***** AVAILABLE DATA *****

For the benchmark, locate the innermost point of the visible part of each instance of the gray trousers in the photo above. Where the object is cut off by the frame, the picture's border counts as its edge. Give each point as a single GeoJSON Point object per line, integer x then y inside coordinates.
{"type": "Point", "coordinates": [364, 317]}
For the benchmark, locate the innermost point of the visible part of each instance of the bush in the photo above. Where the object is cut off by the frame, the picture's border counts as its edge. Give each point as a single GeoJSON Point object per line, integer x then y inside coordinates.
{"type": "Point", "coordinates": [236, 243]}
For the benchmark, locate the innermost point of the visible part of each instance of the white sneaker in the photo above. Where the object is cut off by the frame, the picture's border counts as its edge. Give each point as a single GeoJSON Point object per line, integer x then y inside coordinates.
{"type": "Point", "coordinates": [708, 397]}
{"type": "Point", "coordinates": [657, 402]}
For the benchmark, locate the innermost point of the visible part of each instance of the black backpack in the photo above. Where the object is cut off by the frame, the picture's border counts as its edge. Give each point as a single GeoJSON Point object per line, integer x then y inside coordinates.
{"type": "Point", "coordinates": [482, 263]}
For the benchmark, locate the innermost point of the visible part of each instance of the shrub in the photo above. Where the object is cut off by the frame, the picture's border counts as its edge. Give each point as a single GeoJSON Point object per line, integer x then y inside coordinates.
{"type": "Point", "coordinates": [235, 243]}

*****

Please reproduce all of the material above word for word, keeping every line and character unchanged.

= ANSWER TO THIS TASK =
For the benchmark, locate the innermost point of the visible part of each instance of the gray trousers in the photo above. Where the object is cut off by the frame, the picture's border counts as its edge. Give each point as a single GeoJSON Point object per line, integer x then y inside coordinates.
{"type": "Point", "coordinates": [364, 317]}
For the benchmark, locate the innermost point of the visible part of each instance of the bush in the photo above. Where the object is cut off by the frame, the picture's border counts as its edge. Give each point as a single GeoJSON Point object per line, integer x then y inside coordinates.
{"type": "Point", "coordinates": [236, 243]}
For the benchmark, locate the innermost point of the visible part of each instance of the white sneaker in the photo above. Where the object is cut off by the frame, the picture's border counts as its edge. Give each point as a single GeoJSON Point object per line, integer x then y inside coordinates.
{"type": "Point", "coordinates": [708, 397]}
{"type": "Point", "coordinates": [657, 402]}
For the benchmark, locate the innermost point of the visible part of each instance of the black backpack in the photo above. Where the object is cut off by the frame, the picture's border counts as its edge. Give each point as a single GeoJSON Point object per line, integer x then y inside coordinates.
{"type": "Point", "coordinates": [482, 263]}
For the benchmark, locate the innermost point of the visible part of each instance of the shrub in the photo above. Where the object is cut off by the frame, the picture's border counts as its edge. Give each point as a single GeoJSON Point object per line, integer x then y inside coordinates.
{"type": "Point", "coordinates": [235, 243]}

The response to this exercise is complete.